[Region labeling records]
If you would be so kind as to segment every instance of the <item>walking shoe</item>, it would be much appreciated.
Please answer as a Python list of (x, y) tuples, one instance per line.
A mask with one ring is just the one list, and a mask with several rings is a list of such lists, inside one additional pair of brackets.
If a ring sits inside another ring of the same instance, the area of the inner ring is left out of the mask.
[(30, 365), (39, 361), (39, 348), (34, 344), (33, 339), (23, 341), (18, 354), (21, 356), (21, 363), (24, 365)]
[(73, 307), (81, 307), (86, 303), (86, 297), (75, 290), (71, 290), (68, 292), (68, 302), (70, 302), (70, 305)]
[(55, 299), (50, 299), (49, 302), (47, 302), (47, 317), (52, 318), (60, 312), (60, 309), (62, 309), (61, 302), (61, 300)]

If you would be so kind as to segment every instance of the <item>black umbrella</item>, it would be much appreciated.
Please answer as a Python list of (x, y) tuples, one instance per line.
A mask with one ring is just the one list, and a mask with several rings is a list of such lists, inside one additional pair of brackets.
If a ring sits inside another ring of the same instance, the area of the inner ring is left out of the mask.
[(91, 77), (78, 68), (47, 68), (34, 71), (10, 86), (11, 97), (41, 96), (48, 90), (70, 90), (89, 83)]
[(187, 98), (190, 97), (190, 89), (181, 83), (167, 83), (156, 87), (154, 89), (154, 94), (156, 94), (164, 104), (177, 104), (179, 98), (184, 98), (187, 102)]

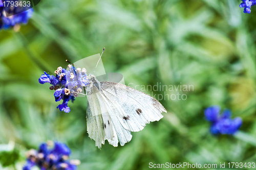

**Set task**
Copy every line of the records above word for word, omitting the pictures.

**Task solution**
If you would be so kind as to segment every instance of the <item>walking shoe</item>, it would be much appreciated.
Please answer as a Python list of (x, y) tuples, one instance per line.
A mask with one ring is just the one list, and a mask with several rings is a list of such lists, inside one additional pair of brackets.
If a ring sits inside another ring of the same instance, the area of the inner ring is left out of the mask.
[(30, 365), (39, 361), (39, 348), (34, 344), (33, 339), (23, 341), (18, 354), (21, 356), (21, 363), (24, 365)]
[(73, 307), (81, 307), (86, 303), (86, 297), (75, 290), (71, 290), (68, 292), (68, 302), (70, 302), (70, 305)]
[(55, 299), (50, 299), (49, 302), (47, 302), (47, 317), (52, 318), (60, 312), (60, 309), (62, 309), (61, 302), (61, 300)]

If you would be so kind as to segment every instance of the <item>black umbrella</item>, it would be much appreciated.
Please answer as a Python list of (x, y) tuples, one instance per line.
A mask with one ring is just the one list, and a mask with several rings is a list of such lists, inside one additional pair of brackets.
If a ring sits inside another ring of the same instance, the area of the inner ring is left out of the mask.
[(91, 77), (78, 68), (47, 68), (34, 71), (10, 86), (11, 97), (41, 96), (48, 90), (70, 90), (89, 83)]
[(187, 98), (190, 97), (190, 89), (181, 83), (167, 83), (156, 87), (154, 89), (154, 94), (156, 94), (164, 104), (177, 104), (179, 98), (184, 98), (187, 102)]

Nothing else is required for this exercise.